EXERCISE DIRECTIONS
Only the lines from the line containing "the bridge pylon" to the end of the entries should be repeated, exactly as they appear.

# TASK MATERIAL start

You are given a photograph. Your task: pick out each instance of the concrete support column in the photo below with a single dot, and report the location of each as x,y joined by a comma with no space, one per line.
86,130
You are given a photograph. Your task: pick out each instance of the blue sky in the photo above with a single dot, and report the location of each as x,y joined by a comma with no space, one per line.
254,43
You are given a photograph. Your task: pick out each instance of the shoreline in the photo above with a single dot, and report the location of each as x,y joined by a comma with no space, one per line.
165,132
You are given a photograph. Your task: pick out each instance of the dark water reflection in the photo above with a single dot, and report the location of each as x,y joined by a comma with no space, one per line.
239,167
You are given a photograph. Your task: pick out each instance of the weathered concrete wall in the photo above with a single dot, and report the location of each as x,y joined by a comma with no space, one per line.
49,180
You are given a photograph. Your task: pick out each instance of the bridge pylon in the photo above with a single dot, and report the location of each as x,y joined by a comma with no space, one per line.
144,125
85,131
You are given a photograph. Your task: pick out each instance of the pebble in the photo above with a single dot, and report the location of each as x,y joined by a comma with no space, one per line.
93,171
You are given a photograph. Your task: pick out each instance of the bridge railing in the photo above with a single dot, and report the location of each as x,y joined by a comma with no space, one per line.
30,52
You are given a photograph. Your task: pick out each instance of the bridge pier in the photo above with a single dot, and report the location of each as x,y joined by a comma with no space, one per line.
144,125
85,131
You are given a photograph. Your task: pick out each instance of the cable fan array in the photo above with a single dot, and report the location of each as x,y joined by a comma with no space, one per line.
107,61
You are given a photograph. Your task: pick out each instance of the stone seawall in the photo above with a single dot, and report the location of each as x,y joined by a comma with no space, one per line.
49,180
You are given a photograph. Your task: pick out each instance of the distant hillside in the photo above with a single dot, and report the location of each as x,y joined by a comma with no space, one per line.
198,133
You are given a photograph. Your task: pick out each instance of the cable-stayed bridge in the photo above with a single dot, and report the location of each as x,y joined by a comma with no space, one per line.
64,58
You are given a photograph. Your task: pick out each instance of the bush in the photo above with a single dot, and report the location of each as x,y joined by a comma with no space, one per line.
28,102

# TASK MATERIAL end

REPLY TO THE TASK
You are given a photograph. Your task: pick out each instance of the bridge pylon in the photo above with a single dot, and report the location of each as x,y joined by a comma with no space, one per line.
144,125
85,131
You are given a photograph. Your task: pick out each instance of the pebble in the photo above with a single dot, and report the location of each as x,y joined by a comma with no space, one per line.
93,171
You are given a photograph. Your task: pick out each instance of the bridge railing in the photo above with a single dot, and report the location of each as x,y joined by a comma with no space, one per line.
30,52
You are given a photograph. Your task: pick out each instance of the bridge pier in the photo above with a single dot, and report the location of each as x,y joined by a comma with no space, one per line.
144,125
85,131
You are given a photograph. Your task: pick out each instance of the cable fan array in the photo above with a single dot, and report the location of each as x,y joined by a comma with no space, one per line.
107,61
You are given a photograph. Your task: pick out each instance of the stone seawall in the photo above with a single dot, and report the location of each as x,y joined by a comma with no space, one per line.
49,180
You are given a photograph. Your task: pick out each instance of the distant hillside in the photo above with a single dot, and report the location of each as x,y joined by a comma with no space, one per line.
198,133
You are given a photograph. Your task: pick out each instance of the cable-stayed bridge in the photo above with a single dot, and report the location of each as x,y joined by a comma with no space, one per line.
64,58
You are given a photograph. Your task: pick out each instance of the bush in the photo above with a single dot, and report the location of each as x,y joined by a comma with no space, one per line.
28,102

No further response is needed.